[Text extract]
<<<<
Southern Victory Explained

Southern Victory
Author:Harry Turtledove
Country:United States
Language:English
Genre:Alternate history

The Southern Victory series or Timeline-191[1] is a series of eleven alternate history novels by author Harry Turtledove,[2] [3] beginning with How Few Remain (1997) and published over a decade. The period addressed in the series begins during the Civil War and spans nine decades, up to the mid-1940s. In the series, the Confederate States defeats the United States of America in 1862, therefore making good its attempt at secession and becoming an independent nation. Subsequent books are built on imagining events based on this alternate timeline.[4]

The secondary name is derived from General Robert E. Lee's Special Order 191, which detailed the C.S. Army of Northern Virginia's invasion of the Union through the border state Maryland in September 1862. Turtledove creates a divergence at September 10, 1862, when three Union soldiers do not find a copy of Special Order 191, as they in fact did historically. Historians believe their find helped General George B. McClellan of the Army of the Potomac prepare for his confrontation with Lee, and contributed to the Union's eventual victory at the Battle of Antietam.[5]

List of books in the series

The Southern Victory series consists of 11 books, published between 1997 and 2007. The first book in the series is How Few Remain, and the remaining 10 books are part of three sub-series within the overall series. These sub-series are The Great War (1998–2000) trilogy, The American Empire trilogy (2001–2003), and The Settling Accounts (2003–2007) tetralogy. (The author changed some aspects of the timeline and narrative between How Few Remain, the first novel in the series, and the remainder of the series, resulting in some inconsistencies between How Few Remain and the other books.)

Fictional chronology

After recovering the lost copy of Special Order 191 before it falls into Union hands, Confederate forces catch George B. McClellan's Union Army by surprise and destroy it on the banks of the Susquehanna River in 1862. Occupying Philadelphia, the Confederacy gains diplomatic recognition from the United Kingdom and France, who mediate a peace deal by which the Confederacy achieves independence. President Abraham Lincoln considers his failure to issue the Emancipation Proclamation, along with the possibility of the U.S. finding its own European allies in the future.
>>>>
(Records of labeled points)
<<<<
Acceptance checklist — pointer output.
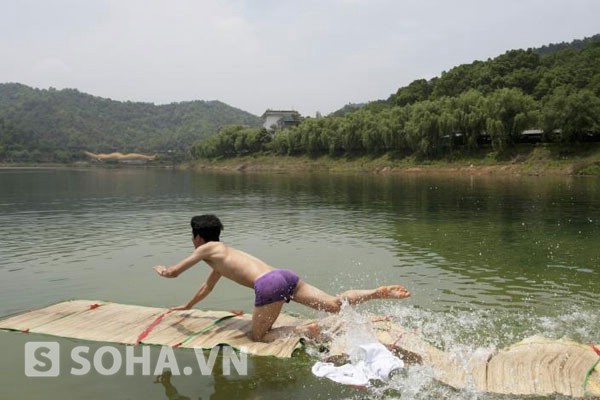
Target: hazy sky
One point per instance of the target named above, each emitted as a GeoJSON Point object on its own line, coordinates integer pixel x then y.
{"type": "Point", "coordinates": [301, 54]}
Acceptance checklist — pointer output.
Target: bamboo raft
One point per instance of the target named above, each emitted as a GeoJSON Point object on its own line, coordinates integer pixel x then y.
{"type": "Point", "coordinates": [534, 366]}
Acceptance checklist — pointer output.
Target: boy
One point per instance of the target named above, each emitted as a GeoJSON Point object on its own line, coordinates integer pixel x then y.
{"type": "Point", "coordinates": [272, 287]}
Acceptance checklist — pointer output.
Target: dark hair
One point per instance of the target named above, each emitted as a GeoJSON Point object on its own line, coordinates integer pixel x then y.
{"type": "Point", "coordinates": [208, 226]}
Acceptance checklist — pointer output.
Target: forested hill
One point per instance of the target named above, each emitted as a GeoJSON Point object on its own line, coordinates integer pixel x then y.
{"type": "Point", "coordinates": [551, 94]}
{"type": "Point", "coordinates": [56, 125]}
{"type": "Point", "coordinates": [536, 72]}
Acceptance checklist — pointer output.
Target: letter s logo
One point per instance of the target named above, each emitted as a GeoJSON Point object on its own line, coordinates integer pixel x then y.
{"type": "Point", "coordinates": [42, 359]}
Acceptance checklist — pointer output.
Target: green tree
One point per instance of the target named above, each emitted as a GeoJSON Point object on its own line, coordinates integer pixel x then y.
{"type": "Point", "coordinates": [570, 116]}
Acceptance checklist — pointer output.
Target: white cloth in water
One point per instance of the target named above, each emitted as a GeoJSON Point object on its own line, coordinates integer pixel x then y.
{"type": "Point", "coordinates": [370, 361]}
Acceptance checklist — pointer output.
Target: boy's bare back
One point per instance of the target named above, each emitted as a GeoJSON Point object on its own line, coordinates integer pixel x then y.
{"type": "Point", "coordinates": [231, 263]}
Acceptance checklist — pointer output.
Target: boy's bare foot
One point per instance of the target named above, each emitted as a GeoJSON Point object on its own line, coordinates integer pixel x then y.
{"type": "Point", "coordinates": [393, 292]}
{"type": "Point", "coordinates": [310, 330]}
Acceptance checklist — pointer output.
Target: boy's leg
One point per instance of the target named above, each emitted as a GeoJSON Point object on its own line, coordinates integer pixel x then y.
{"type": "Point", "coordinates": [263, 318]}
{"type": "Point", "coordinates": [316, 298]}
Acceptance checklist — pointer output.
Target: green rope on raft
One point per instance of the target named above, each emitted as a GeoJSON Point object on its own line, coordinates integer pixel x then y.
{"type": "Point", "coordinates": [206, 328]}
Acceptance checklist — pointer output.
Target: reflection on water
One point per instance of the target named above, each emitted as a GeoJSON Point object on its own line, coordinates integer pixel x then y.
{"type": "Point", "coordinates": [489, 260]}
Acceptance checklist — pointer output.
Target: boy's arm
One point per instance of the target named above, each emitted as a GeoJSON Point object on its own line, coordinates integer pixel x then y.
{"type": "Point", "coordinates": [204, 291]}
{"type": "Point", "coordinates": [174, 270]}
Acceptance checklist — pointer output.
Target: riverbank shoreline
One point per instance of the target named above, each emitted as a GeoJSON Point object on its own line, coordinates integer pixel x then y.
{"type": "Point", "coordinates": [532, 160]}
{"type": "Point", "coordinates": [528, 160]}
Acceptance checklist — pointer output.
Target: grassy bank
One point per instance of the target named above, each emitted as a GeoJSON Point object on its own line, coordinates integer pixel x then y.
{"type": "Point", "coordinates": [529, 159]}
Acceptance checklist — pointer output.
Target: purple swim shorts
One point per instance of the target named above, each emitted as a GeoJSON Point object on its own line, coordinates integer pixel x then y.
{"type": "Point", "coordinates": [275, 285]}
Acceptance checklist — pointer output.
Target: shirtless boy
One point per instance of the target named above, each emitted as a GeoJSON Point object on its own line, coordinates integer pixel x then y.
{"type": "Point", "coordinates": [272, 287]}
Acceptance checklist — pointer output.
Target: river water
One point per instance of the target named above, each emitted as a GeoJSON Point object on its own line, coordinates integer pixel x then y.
{"type": "Point", "coordinates": [489, 261]}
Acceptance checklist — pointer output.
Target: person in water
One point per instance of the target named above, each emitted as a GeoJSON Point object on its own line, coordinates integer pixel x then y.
{"type": "Point", "coordinates": [272, 287]}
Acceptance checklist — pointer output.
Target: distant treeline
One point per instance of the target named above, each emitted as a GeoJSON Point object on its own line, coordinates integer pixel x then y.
{"type": "Point", "coordinates": [58, 125]}
{"type": "Point", "coordinates": [555, 89]}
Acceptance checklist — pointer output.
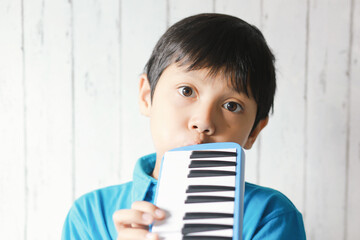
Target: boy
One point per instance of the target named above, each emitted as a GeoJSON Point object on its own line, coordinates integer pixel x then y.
{"type": "Point", "coordinates": [210, 78]}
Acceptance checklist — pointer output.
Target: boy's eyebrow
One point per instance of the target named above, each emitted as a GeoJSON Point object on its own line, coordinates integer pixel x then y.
{"type": "Point", "coordinates": [210, 76]}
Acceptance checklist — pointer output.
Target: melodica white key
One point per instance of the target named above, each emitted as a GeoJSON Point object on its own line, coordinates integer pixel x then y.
{"type": "Point", "coordinates": [201, 188]}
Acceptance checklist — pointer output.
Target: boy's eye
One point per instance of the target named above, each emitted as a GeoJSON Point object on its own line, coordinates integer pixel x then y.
{"type": "Point", "coordinates": [233, 107]}
{"type": "Point", "coordinates": [186, 91]}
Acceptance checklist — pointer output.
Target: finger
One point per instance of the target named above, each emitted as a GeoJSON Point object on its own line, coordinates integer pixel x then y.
{"type": "Point", "coordinates": [134, 225]}
{"type": "Point", "coordinates": [150, 208]}
{"type": "Point", "coordinates": [136, 234]}
{"type": "Point", "coordinates": [125, 217]}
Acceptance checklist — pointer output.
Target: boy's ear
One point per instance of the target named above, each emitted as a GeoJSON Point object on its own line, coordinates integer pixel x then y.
{"type": "Point", "coordinates": [144, 95]}
{"type": "Point", "coordinates": [253, 135]}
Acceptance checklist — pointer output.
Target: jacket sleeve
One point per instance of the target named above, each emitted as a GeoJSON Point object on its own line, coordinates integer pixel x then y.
{"type": "Point", "coordinates": [282, 227]}
{"type": "Point", "coordinates": [75, 226]}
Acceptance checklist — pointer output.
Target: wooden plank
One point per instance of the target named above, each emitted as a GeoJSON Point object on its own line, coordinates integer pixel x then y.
{"type": "Point", "coordinates": [12, 142]}
{"type": "Point", "coordinates": [249, 11]}
{"type": "Point", "coordinates": [47, 48]}
{"type": "Point", "coordinates": [185, 8]}
{"type": "Point", "coordinates": [282, 151]}
{"type": "Point", "coordinates": [353, 192]}
{"type": "Point", "coordinates": [326, 121]}
{"type": "Point", "coordinates": [96, 94]}
{"type": "Point", "coordinates": [142, 24]}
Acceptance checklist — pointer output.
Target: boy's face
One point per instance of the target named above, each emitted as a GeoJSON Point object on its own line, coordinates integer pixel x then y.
{"type": "Point", "coordinates": [189, 107]}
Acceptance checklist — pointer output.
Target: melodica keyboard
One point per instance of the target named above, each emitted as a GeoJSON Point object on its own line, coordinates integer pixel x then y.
{"type": "Point", "coordinates": [201, 189]}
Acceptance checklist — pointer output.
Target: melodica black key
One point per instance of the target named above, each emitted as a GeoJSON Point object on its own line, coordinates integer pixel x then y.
{"type": "Point", "coordinates": [201, 187]}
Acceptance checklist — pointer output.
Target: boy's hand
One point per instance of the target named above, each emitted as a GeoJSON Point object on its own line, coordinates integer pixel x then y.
{"type": "Point", "coordinates": [134, 223]}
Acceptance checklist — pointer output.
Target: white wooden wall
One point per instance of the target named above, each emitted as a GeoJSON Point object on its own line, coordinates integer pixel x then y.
{"type": "Point", "coordinates": [69, 120]}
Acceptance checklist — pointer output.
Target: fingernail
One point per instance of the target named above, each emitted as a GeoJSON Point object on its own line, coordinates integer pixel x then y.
{"type": "Point", "coordinates": [150, 236]}
{"type": "Point", "coordinates": [159, 213]}
{"type": "Point", "coordinates": [147, 218]}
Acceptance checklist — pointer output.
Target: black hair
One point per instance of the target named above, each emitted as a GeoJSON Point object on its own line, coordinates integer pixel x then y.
{"type": "Point", "coordinates": [223, 44]}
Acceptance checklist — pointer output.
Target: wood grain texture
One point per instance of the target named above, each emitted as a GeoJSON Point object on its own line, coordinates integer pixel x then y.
{"type": "Point", "coordinates": [96, 94]}
{"type": "Point", "coordinates": [326, 119]}
{"type": "Point", "coordinates": [283, 139]}
{"type": "Point", "coordinates": [352, 230]}
{"type": "Point", "coordinates": [47, 83]}
{"type": "Point", "coordinates": [140, 30]}
{"type": "Point", "coordinates": [13, 194]}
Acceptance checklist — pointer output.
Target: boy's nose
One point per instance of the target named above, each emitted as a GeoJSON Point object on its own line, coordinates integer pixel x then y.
{"type": "Point", "coordinates": [203, 122]}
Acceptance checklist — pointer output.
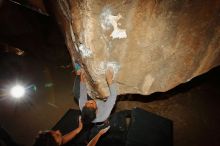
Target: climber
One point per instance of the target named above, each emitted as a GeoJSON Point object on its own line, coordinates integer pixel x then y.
{"type": "Point", "coordinates": [95, 110]}
{"type": "Point", "coordinates": [55, 138]}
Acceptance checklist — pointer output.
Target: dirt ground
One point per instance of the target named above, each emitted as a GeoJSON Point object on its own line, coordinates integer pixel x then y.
{"type": "Point", "coordinates": [193, 107]}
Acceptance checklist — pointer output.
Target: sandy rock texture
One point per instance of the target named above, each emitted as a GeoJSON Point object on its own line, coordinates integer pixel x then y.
{"type": "Point", "coordinates": [152, 45]}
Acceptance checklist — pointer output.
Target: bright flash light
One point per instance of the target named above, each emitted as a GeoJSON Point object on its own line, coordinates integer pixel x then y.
{"type": "Point", "coordinates": [17, 91]}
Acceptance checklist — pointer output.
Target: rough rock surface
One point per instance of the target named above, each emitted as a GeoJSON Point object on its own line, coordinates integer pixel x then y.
{"type": "Point", "coordinates": [153, 45]}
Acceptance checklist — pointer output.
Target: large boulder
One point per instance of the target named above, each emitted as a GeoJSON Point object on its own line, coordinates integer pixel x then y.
{"type": "Point", "coordinates": [153, 45]}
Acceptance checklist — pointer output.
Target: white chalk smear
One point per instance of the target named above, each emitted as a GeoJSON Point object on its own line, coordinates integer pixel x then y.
{"type": "Point", "coordinates": [108, 20]}
{"type": "Point", "coordinates": [84, 51]}
{"type": "Point", "coordinates": [100, 68]}
{"type": "Point", "coordinates": [115, 66]}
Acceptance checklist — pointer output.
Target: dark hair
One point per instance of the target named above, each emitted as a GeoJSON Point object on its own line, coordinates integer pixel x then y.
{"type": "Point", "coordinates": [45, 138]}
{"type": "Point", "coordinates": [88, 115]}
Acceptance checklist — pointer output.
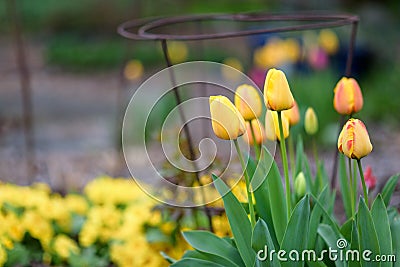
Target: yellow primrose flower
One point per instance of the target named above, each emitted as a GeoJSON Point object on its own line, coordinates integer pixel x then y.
{"type": "Point", "coordinates": [227, 122]}
{"type": "Point", "coordinates": [277, 94]}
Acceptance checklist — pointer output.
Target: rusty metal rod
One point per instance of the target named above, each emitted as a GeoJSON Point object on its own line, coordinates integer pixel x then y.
{"type": "Point", "coordinates": [26, 91]}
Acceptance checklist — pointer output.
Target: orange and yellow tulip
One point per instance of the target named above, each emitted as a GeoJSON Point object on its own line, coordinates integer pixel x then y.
{"type": "Point", "coordinates": [248, 102]}
{"type": "Point", "coordinates": [293, 114]}
{"type": "Point", "coordinates": [354, 140]}
{"type": "Point", "coordinates": [259, 132]}
{"type": "Point", "coordinates": [311, 121]}
{"type": "Point", "coordinates": [277, 94]}
{"type": "Point", "coordinates": [272, 126]}
{"type": "Point", "coordinates": [348, 97]}
{"type": "Point", "coordinates": [227, 122]}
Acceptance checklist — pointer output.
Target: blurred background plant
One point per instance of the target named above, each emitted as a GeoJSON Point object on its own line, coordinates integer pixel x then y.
{"type": "Point", "coordinates": [82, 73]}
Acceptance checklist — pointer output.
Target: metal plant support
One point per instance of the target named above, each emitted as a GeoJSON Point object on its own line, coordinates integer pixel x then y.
{"type": "Point", "coordinates": [143, 30]}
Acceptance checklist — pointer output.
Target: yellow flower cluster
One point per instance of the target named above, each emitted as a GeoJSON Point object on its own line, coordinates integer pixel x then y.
{"type": "Point", "coordinates": [114, 212]}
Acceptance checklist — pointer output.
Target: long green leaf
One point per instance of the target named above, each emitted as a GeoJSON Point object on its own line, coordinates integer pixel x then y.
{"type": "Point", "coordinates": [331, 239]}
{"type": "Point", "coordinates": [367, 237]}
{"type": "Point", "coordinates": [262, 195]}
{"type": "Point", "coordinates": [315, 219]}
{"type": "Point", "coordinates": [261, 238]}
{"type": "Point", "coordinates": [297, 230]}
{"type": "Point", "coordinates": [382, 226]}
{"type": "Point", "coordinates": [344, 186]}
{"type": "Point", "coordinates": [239, 222]}
{"type": "Point", "coordinates": [389, 187]}
{"type": "Point", "coordinates": [276, 198]}
{"type": "Point", "coordinates": [193, 262]}
{"type": "Point", "coordinates": [354, 245]}
{"type": "Point", "coordinates": [395, 229]}
{"type": "Point", "coordinates": [194, 254]}
{"type": "Point", "coordinates": [167, 257]}
{"type": "Point", "coordinates": [207, 242]}
{"type": "Point", "coordinates": [299, 155]}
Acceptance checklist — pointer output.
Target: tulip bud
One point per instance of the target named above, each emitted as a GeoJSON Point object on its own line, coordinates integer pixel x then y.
{"type": "Point", "coordinates": [272, 126]}
{"type": "Point", "coordinates": [248, 102]}
{"type": "Point", "coordinates": [258, 129]}
{"type": "Point", "coordinates": [277, 94]}
{"type": "Point", "coordinates": [300, 184]}
{"type": "Point", "coordinates": [311, 122]}
{"type": "Point", "coordinates": [354, 140]}
{"type": "Point", "coordinates": [348, 97]}
{"type": "Point", "coordinates": [292, 114]}
{"type": "Point", "coordinates": [227, 122]}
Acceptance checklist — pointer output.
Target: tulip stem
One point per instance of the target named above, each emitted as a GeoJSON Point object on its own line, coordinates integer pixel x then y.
{"type": "Point", "coordinates": [255, 144]}
{"type": "Point", "coordinates": [291, 156]}
{"type": "Point", "coordinates": [352, 190]}
{"type": "Point", "coordinates": [285, 164]}
{"type": "Point", "coordinates": [247, 180]}
{"type": "Point", "coordinates": [363, 181]}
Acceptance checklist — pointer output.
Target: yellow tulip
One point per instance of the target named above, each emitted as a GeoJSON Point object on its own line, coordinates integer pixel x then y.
{"type": "Point", "coordinates": [227, 122]}
{"type": "Point", "coordinates": [354, 140]}
{"type": "Point", "coordinates": [272, 126]}
{"type": "Point", "coordinates": [259, 132]}
{"type": "Point", "coordinates": [293, 114]}
{"type": "Point", "coordinates": [348, 97]}
{"type": "Point", "coordinates": [248, 102]}
{"type": "Point", "coordinates": [300, 184]}
{"type": "Point", "coordinates": [311, 122]}
{"type": "Point", "coordinates": [277, 94]}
>>>>
[Exercises to complete]
1 > Repeat the passage of the Southern Victory article from "Fictional chronology" to "in the future.".
2 > Write the next part of the Southern Victory article, picking up after its last sentence.

[Answers to the problems]
1 >
Fictional chronology

After recovering the lost copy of Special Order 191 before it falls into Union hands, Confederate forces catch George B. McClellan's Union Army by surprise and destroy it on the banks of the Susquehanna River in 1862. Occupying Philadelphia, the Confederacy gains diplomatic recognition from the United Kingdom and France, who mediate a peace deal by which the Confederacy achieves independence. President Abraham Lincoln considers his failure to issue the Emancipation Proclamation, along with the possibility of the U.S. finding its own European allies in the future.

2 >
The United States cannot afford Alaska, but proceeds with its war against the natives of the Great Plains. Meanwhile, the Confederacy admits Kentucky, Sequoyah, and Cuba as new states, and negotiates the purchase of Sonora and Chihuahua from Mexico in 1881. Republican President James G. Blaine uses this as a casus belli to declare a renewed war, drawing Britain and France back into the conflict. The Union, despite its advantage in manpower and resources, lacks competent leadership, and struggles to take Confederate territory while also facing a revolt in Utah. The Louisville campaign devolves into trench warfare, while Britain and France shell U.S. ports and New Brunswick annexes northern Maine. The Union capitulates in early 1882, recognizing the Confederate acquisitions, while the Republicans are soon voted out of government.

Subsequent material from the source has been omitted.